> _Instruction_: Convert the listing below into a JSON list of strings, starting at the line that contains "Objective — one point per instance of the child" and ending at the final line of the listing, with one string per line and blank lines omitted.

> _Excerpted records_:
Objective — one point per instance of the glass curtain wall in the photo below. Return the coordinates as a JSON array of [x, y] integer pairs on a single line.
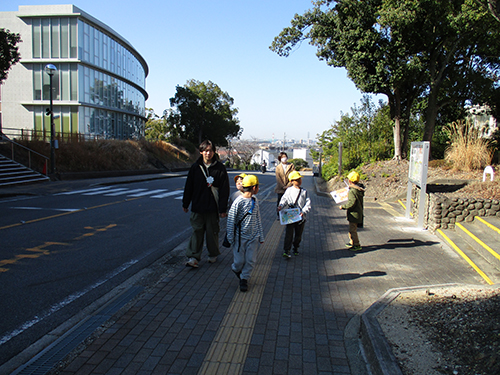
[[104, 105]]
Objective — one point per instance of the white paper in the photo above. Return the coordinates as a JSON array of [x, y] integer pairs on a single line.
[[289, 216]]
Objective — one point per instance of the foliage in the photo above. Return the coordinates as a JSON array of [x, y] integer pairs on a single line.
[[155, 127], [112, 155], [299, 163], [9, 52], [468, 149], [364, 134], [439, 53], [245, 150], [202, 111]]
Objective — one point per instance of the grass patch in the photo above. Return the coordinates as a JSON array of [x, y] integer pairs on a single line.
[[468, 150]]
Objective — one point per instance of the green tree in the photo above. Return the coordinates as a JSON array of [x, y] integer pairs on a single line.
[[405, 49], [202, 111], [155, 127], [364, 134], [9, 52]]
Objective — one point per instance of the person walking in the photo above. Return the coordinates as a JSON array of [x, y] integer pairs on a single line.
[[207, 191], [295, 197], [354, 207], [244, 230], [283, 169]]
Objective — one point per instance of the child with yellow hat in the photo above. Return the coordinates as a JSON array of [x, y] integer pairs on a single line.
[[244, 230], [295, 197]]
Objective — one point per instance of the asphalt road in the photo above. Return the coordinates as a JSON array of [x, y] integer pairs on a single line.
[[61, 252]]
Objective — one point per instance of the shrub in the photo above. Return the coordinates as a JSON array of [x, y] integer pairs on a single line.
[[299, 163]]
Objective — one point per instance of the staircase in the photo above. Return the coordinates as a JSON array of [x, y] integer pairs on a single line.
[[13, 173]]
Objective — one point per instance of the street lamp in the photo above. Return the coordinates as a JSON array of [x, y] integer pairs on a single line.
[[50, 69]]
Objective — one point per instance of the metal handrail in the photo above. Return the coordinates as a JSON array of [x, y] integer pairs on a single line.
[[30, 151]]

> _Problem solution_:
[
  "Objective — one point per instance of the child with yellow hat in the photo above. Return the coordinates as a JSON array of [x, y] integer pairs on a single line.",
  "[[244, 230], [295, 197]]",
  "Objective — one point per instance of the asphalt road in the photo above. Return the coordinates as a JSON array of [x, y] integer pairs on a single line.",
  "[[61, 252]]",
  "Objective — one point per instance of the shrub in the photo above. Return the coordinates as a JSON array of [x, y] integer pairs on a single line.",
  "[[299, 163]]",
  "Objective — one point per instance of the staircase in the photo above. Return the coordinates as a JSON array of [x, y] integer pairs on a single line.",
  "[[13, 173]]",
  "Objective — one point per instance of the street lamp in the photo above. Return the coordinates as a JSON array of [x, y] integer pairs on a single line.",
  "[[50, 69]]",
  "Objective — one point per instance of the metal handrail in the photo above. Return the coordinates as a JSON array of [x, y] integer pairs on a single line.",
  "[[30, 151]]"
]